**STATED TASK**
Could you reproduce the records below word for word, starting at the line that contains "[indicate] fish head" and ending at the final line of the records, with both of those lines included?
— start —
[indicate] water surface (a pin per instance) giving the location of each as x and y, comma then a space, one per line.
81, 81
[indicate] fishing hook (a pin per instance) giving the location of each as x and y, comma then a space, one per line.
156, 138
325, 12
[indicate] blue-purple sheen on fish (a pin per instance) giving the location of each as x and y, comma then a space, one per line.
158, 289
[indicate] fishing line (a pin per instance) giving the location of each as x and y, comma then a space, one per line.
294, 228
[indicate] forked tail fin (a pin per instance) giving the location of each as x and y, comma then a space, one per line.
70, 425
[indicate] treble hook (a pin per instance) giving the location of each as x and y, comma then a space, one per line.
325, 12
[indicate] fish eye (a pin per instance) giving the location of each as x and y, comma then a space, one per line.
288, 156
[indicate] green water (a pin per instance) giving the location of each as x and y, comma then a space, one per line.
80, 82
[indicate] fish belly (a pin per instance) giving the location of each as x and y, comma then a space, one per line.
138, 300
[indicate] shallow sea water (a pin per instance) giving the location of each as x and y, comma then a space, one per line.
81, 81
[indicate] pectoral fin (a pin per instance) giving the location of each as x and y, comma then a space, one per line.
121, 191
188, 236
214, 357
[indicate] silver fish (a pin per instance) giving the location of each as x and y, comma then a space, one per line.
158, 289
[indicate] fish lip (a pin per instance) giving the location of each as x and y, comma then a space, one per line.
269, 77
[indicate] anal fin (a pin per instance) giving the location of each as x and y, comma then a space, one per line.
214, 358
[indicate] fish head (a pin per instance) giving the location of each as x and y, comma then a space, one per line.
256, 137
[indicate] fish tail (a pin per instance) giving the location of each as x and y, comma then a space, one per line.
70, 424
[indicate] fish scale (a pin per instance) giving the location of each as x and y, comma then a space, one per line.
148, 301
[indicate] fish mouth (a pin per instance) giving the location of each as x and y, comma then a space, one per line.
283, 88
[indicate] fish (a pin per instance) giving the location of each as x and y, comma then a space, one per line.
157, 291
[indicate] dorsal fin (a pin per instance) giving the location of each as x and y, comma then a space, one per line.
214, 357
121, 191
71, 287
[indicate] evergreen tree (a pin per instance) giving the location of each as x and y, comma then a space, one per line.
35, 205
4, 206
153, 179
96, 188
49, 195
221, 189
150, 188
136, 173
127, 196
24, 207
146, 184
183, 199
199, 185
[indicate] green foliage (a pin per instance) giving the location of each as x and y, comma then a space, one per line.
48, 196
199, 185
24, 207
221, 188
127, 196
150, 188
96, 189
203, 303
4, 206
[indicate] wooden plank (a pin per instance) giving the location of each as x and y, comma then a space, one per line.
— end —
**CORRECT ANSWER**
[indicate] fish head (a pin per instance) giving the location of each as x and y, comma then a space, one per line.
256, 137
[indicate] fish tail (a pin per instance) giving the location of each as x and y, comma then a space, one per line.
70, 424
[indicate] fish scale (a pin per instance) giving the location of each as x and y, comma then a space, one per line.
148, 301
[indicate] fish mouth (a pin per instance) giving the location of each as x and y, comma then a space, one per line.
283, 88
[indicate] fish (a pin per instance) giving the location of each as x and y, comma then a space, one per line.
157, 291
[indicate] dorsal fin (a pin per instance) giving the location of each as x and y, comma then a space, one per line.
214, 357
121, 191
71, 287
[indicate] evergreen tree (a pin per instance) giving the location of each as x and y, comma then a space, one per line.
35, 205
4, 206
153, 179
96, 188
49, 195
221, 189
150, 188
136, 173
127, 196
24, 207
146, 184
183, 199
199, 185
[indicate] green foliage (a pin per instance) giving the location of each as x and y, comma then a space, one per line.
48, 196
199, 185
24, 207
221, 188
127, 196
150, 188
96, 189
203, 303
4, 206
[indicate] wooden plank (a pin per instance) giving the location of each as x and y, comma then a space, one per line.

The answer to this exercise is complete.